++++ Source text

Your lifestyle can have significant effects on your body’s ability to grow and replenish strong hair.

12. Minimize Stress 

Consistent stress caused by lifestyle factors such as a high-stress job or relationship has been proven to cause hair loss. Likewise, traumatic events such as a car accident or a divorce can also contribute to thinning hair. When the body is experiencing stress at high levels, it can interpret this as a reason to withhold hair growth, and you may find yourself shedding more than usual.

Finding ways to limit or reduce stress can reignite hair growth. When possible, eliminate stressors in your life that are contributing to hair loss, since that kind of stress indicates ongoing damage to other bodily functions as well. Stress management practices like yoga and meditation are also great ways to cope with the stress and contribute to new hair growth.

13. Quit Smoking 

It isn’t only the heart and lungs that can be damaged by smoking. Hair growth can be affected, too. Smoking restricts circulation, which can lead to hair growth diminishing. It also weakens the immune system and may cause pollution to penetrate the follicles, making hair more difficult to produce and more susceptible to damage.

14. Maintain a Healthy Diet 

You’ve already seen that the deficiency of vitamins and minerals necessary for hair growth can cause hair loss, but the ingestion of high-fat, greasy and high-sugar foods has also been linked to hair loss. Likewise, engaging in crash dieting and fad diets can have the effect of not getting your body what it needs to maintain healthy hair growth. Practice consistent healthy eating and moderate intake of foods that work against hair growth instead.

++++++++
++++ Data supplied

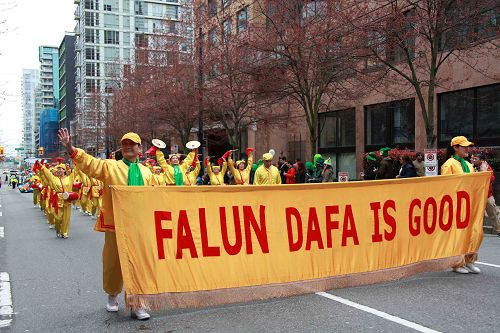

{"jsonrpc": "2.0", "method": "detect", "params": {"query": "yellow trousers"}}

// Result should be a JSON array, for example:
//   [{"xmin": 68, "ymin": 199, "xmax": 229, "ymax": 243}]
[
  {"xmin": 102, "ymin": 232, "xmax": 123, "ymax": 296},
  {"xmin": 59, "ymin": 203, "xmax": 71, "ymax": 236},
  {"xmin": 33, "ymin": 190, "xmax": 40, "ymax": 206}
]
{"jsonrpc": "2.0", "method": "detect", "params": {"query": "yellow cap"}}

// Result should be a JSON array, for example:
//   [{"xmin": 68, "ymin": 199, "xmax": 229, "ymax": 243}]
[
  {"xmin": 450, "ymin": 136, "xmax": 474, "ymax": 147},
  {"xmin": 120, "ymin": 132, "xmax": 141, "ymax": 145},
  {"xmin": 262, "ymin": 153, "xmax": 273, "ymax": 161}
]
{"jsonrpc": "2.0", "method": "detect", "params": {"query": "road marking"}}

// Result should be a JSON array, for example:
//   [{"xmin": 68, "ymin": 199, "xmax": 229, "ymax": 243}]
[
  {"xmin": 0, "ymin": 272, "xmax": 14, "ymax": 328},
  {"xmin": 475, "ymin": 261, "xmax": 500, "ymax": 268},
  {"xmin": 316, "ymin": 292, "xmax": 440, "ymax": 333}
]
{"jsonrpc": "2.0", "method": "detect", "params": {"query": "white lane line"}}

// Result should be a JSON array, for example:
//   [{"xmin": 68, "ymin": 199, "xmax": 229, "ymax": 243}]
[
  {"xmin": 475, "ymin": 261, "xmax": 500, "ymax": 268},
  {"xmin": 316, "ymin": 292, "xmax": 440, "ymax": 333},
  {"xmin": 0, "ymin": 272, "xmax": 14, "ymax": 328}
]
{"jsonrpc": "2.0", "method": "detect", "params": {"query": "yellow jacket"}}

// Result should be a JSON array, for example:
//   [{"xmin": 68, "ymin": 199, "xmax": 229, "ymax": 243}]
[
  {"xmin": 253, "ymin": 165, "xmax": 281, "ymax": 185},
  {"xmin": 441, "ymin": 157, "xmax": 475, "ymax": 175},
  {"xmin": 228, "ymin": 154, "xmax": 253, "ymax": 185},
  {"xmin": 207, "ymin": 162, "xmax": 227, "ymax": 185},
  {"xmin": 156, "ymin": 150, "xmax": 195, "ymax": 185},
  {"xmin": 184, "ymin": 161, "xmax": 201, "ymax": 186},
  {"xmin": 71, "ymin": 149, "xmax": 157, "ymax": 232}
]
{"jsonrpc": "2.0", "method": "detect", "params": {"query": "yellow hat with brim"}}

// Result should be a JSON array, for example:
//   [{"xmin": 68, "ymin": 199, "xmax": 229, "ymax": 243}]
[
  {"xmin": 262, "ymin": 153, "xmax": 273, "ymax": 161},
  {"xmin": 120, "ymin": 132, "xmax": 141, "ymax": 145},
  {"xmin": 450, "ymin": 136, "xmax": 474, "ymax": 147}
]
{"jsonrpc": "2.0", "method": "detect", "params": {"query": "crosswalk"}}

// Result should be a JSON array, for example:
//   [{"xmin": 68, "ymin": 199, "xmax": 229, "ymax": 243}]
[{"xmin": 0, "ymin": 189, "xmax": 14, "ymax": 328}]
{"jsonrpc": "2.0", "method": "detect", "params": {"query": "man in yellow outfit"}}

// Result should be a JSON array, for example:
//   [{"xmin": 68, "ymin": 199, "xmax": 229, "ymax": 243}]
[
  {"xmin": 58, "ymin": 128, "xmax": 156, "ymax": 320},
  {"xmin": 253, "ymin": 153, "xmax": 281, "ymax": 185},
  {"xmin": 156, "ymin": 149, "xmax": 197, "ymax": 186},
  {"xmin": 227, "ymin": 148, "xmax": 253, "ymax": 185},
  {"xmin": 41, "ymin": 163, "xmax": 74, "ymax": 239}
]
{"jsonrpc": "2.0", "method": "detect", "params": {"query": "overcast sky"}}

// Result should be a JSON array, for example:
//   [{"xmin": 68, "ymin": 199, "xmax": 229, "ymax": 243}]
[{"xmin": 0, "ymin": 0, "xmax": 76, "ymax": 154}]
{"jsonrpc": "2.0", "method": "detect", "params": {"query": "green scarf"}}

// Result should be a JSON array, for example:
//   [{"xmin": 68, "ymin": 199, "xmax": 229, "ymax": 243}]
[
  {"xmin": 122, "ymin": 158, "xmax": 144, "ymax": 186},
  {"xmin": 453, "ymin": 155, "xmax": 470, "ymax": 173},
  {"xmin": 174, "ymin": 164, "xmax": 184, "ymax": 186}
]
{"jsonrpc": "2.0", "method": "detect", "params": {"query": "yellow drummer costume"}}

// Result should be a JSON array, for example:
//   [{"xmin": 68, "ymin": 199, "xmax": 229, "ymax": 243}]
[
  {"xmin": 41, "ymin": 164, "xmax": 74, "ymax": 238},
  {"xmin": 254, "ymin": 153, "xmax": 281, "ymax": 185},
  {"xmin": 156, "ymin": 150, "xmax": 196, "ymax": 185},
  {"xmin": 67, "ymin": 133, "xmax": 157, "ymax": 296},
  {"xmin": 227, "ymin": 148, "xmax": 253, "ymax": 185}
]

++++++++

Task prompt »
Retype the part of the text on hair growth beginning with "Finding ways to" and continuing through "susceptible to damage.", word for word.

Response below »
Finding ways to limit or reduce stress can reignite hair growth. When possible, eliminate stressors in your life that are contributing to hair loss, since that kind of stress indicates ongoing damage to other bodily functions as well. Stress management practices like yoga and meditation are also great ways to cope with the stress and contribute to new hair growth.

13. Quit Smoking 

It isn’t only the heart and lungs that can be damaged by smoking. Hair growth can be affected, too. Smoking restricts circulation, which can lead to hair growth diminishing. It also weakens the immune system and may cause pollution to penetrate the follicles, making hair more difficult to produce and more susceptible to damage.